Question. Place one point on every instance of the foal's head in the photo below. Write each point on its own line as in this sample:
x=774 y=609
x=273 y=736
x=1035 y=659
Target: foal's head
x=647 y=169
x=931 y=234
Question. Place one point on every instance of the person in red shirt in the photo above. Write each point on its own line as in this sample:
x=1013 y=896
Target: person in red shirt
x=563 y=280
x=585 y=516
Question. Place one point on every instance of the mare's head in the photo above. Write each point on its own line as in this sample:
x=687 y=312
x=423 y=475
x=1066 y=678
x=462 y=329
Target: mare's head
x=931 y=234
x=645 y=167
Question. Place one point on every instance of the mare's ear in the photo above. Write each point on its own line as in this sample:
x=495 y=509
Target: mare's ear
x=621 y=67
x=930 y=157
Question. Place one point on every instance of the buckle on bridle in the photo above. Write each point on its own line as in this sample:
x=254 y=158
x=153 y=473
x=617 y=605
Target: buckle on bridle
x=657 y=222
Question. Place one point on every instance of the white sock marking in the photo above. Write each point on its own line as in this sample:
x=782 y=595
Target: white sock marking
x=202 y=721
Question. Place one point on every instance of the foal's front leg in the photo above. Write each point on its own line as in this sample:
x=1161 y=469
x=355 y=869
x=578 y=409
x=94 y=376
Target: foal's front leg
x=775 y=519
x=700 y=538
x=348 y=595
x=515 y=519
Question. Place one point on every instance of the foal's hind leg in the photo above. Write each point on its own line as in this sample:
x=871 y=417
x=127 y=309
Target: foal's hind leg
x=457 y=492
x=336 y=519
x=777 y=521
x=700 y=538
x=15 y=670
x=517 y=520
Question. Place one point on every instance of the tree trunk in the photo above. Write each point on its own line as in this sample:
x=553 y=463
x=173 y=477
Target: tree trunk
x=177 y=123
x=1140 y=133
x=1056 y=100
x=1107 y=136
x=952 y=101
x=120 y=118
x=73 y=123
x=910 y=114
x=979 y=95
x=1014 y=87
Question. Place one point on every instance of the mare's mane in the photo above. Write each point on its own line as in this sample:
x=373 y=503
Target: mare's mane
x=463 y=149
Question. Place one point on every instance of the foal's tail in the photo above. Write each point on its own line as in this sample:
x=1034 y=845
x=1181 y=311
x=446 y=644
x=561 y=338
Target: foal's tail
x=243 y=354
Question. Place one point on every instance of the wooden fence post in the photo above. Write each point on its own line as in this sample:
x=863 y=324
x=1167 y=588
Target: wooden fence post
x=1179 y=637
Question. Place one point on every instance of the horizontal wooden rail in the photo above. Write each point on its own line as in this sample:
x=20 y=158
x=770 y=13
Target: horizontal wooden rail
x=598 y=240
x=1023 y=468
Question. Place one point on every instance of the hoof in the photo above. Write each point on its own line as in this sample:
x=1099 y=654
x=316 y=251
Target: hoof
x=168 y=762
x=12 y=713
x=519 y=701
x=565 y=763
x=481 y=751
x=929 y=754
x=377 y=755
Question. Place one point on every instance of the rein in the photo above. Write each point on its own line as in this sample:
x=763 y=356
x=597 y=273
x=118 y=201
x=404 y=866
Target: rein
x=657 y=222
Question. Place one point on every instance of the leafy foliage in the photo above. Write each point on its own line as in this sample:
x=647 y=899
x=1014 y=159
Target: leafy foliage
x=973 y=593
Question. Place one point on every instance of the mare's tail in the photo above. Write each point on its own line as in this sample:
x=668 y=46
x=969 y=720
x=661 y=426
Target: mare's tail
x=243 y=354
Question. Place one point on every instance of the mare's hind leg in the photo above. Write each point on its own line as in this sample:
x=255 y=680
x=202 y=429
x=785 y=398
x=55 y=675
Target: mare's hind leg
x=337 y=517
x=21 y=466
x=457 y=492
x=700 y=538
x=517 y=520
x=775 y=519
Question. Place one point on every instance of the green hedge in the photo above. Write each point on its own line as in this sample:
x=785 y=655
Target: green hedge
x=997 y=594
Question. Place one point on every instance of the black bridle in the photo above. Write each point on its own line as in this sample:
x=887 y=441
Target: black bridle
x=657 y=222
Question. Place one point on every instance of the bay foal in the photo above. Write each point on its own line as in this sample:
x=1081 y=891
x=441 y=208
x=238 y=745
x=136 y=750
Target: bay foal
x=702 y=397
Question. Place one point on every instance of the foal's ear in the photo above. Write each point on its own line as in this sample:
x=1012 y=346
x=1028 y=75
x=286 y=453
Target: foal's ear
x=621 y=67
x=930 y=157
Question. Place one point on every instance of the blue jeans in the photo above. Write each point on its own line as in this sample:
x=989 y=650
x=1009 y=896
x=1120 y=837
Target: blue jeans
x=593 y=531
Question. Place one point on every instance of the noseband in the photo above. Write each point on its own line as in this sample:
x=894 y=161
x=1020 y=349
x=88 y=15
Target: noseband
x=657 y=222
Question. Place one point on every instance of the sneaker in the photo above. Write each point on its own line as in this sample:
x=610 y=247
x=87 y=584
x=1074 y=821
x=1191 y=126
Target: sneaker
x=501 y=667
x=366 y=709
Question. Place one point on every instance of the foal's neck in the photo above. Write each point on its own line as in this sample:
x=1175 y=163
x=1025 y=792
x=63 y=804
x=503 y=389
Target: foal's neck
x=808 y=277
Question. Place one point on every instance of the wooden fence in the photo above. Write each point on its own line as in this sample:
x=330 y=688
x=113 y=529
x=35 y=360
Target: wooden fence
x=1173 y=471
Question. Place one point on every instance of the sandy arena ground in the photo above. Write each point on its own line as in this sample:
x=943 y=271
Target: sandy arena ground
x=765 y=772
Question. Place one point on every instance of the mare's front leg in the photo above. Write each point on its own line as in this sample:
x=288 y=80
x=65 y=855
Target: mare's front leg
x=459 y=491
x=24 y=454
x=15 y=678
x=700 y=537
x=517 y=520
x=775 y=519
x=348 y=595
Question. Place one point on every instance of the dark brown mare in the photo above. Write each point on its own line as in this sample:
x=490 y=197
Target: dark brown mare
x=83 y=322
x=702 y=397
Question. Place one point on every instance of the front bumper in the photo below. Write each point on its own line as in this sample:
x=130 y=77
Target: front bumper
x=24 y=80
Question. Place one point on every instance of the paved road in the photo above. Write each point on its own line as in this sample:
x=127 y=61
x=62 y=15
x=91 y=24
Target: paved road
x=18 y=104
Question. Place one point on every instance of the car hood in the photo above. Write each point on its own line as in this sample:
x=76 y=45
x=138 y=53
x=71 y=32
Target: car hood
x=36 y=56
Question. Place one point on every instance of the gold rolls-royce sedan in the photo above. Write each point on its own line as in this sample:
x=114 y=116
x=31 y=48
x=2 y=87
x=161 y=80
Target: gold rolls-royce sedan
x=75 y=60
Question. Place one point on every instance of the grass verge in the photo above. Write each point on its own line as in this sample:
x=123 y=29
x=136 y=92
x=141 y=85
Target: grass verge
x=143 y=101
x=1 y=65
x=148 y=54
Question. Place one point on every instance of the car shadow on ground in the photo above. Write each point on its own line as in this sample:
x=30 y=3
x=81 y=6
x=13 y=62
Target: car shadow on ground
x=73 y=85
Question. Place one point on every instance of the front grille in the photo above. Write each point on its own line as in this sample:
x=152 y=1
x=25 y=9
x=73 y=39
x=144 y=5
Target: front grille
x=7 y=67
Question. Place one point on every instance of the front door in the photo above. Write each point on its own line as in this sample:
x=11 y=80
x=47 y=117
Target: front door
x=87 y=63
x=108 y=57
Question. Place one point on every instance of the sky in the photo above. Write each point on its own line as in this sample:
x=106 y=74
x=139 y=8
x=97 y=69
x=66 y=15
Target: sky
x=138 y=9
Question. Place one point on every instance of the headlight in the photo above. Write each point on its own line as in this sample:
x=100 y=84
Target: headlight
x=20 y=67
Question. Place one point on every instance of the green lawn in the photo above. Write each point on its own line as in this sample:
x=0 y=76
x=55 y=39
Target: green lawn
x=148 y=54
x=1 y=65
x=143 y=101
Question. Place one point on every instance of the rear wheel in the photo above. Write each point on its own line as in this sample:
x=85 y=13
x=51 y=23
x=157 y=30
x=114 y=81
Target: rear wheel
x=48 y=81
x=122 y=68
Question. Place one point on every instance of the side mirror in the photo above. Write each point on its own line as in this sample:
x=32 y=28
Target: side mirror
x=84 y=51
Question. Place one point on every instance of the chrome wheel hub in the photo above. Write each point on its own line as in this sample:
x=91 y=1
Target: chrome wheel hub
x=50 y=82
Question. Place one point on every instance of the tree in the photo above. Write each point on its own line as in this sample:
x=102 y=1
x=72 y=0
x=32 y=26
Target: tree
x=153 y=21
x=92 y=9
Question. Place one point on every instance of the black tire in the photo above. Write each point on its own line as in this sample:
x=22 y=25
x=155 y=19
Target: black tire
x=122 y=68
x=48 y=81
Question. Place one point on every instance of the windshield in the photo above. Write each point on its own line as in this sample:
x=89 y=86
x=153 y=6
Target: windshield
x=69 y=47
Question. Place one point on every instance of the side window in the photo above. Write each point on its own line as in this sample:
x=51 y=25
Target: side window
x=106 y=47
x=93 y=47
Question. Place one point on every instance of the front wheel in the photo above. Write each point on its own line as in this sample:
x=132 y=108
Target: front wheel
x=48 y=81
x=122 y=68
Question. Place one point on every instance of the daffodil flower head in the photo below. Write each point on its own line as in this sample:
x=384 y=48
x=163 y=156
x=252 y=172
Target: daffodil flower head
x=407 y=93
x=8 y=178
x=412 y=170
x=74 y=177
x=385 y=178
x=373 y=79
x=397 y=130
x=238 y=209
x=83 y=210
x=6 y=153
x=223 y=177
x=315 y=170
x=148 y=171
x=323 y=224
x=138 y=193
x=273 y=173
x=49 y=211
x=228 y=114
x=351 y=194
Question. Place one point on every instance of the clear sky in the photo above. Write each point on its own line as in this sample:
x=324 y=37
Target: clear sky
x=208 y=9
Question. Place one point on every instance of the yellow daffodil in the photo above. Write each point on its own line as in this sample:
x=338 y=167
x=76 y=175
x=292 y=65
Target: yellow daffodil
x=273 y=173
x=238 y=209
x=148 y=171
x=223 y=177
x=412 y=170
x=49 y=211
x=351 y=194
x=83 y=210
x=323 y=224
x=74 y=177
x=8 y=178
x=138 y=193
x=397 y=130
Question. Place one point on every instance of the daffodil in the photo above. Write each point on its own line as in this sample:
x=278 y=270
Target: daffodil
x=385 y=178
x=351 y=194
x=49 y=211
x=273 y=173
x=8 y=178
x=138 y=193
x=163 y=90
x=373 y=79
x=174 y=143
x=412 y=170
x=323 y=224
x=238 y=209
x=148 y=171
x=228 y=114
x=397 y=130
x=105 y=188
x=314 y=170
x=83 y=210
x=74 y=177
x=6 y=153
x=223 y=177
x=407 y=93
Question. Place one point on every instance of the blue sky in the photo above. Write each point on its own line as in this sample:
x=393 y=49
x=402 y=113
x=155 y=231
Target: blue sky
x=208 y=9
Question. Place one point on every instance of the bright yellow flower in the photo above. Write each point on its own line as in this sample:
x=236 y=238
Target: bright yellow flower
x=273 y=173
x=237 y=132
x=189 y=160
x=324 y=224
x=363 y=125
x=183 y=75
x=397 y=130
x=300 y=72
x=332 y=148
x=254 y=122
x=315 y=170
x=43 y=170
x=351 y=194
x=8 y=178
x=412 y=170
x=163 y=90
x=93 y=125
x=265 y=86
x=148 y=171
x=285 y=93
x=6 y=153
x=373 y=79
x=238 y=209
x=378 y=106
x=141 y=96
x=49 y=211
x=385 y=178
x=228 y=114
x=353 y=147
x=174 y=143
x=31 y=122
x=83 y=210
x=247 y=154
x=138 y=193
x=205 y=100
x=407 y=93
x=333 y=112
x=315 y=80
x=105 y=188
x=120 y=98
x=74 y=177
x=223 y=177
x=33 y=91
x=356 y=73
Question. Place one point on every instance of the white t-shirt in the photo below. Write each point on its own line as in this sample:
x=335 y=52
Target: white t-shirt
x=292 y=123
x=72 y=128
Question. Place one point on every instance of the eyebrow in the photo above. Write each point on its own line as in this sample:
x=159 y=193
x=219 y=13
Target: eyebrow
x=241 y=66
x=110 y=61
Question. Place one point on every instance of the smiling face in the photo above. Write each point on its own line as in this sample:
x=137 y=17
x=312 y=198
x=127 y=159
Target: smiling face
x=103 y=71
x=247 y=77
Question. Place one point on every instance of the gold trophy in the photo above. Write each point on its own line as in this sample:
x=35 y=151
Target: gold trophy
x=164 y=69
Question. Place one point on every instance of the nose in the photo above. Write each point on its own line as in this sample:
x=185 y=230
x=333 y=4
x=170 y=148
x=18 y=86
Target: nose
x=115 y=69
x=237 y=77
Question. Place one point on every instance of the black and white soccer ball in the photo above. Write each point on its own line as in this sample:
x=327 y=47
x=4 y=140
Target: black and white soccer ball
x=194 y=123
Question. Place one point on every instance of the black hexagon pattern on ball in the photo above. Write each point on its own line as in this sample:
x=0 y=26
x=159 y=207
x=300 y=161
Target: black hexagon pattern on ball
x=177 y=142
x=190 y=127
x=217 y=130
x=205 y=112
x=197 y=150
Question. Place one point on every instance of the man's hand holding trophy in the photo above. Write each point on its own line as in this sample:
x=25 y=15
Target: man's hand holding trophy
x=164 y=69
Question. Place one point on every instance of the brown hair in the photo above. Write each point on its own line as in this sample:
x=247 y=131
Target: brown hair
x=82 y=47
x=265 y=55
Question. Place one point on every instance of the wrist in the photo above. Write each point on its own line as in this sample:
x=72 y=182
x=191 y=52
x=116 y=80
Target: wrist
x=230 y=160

****

(Task description) Please reproduce the material above verbatim, from the line with "Question. Place one point on every instance of the buckle" to the line with "x=202 y=721", with both of those lines included.

(Full solution)
Question. Place one point on every instance of the buckle on bridle in the photo above. Write each point on its own line as in this sample:
x=254 y=158
x=153 y=473
x=617 y=605
Target: buckle on bridle
x=657 y=222
Question. Place one point on every instance of the white sock marking in the photo above. Write each point on its own line as in this sample:
x=782 y=595
Target: white sock marking
x=202 y=721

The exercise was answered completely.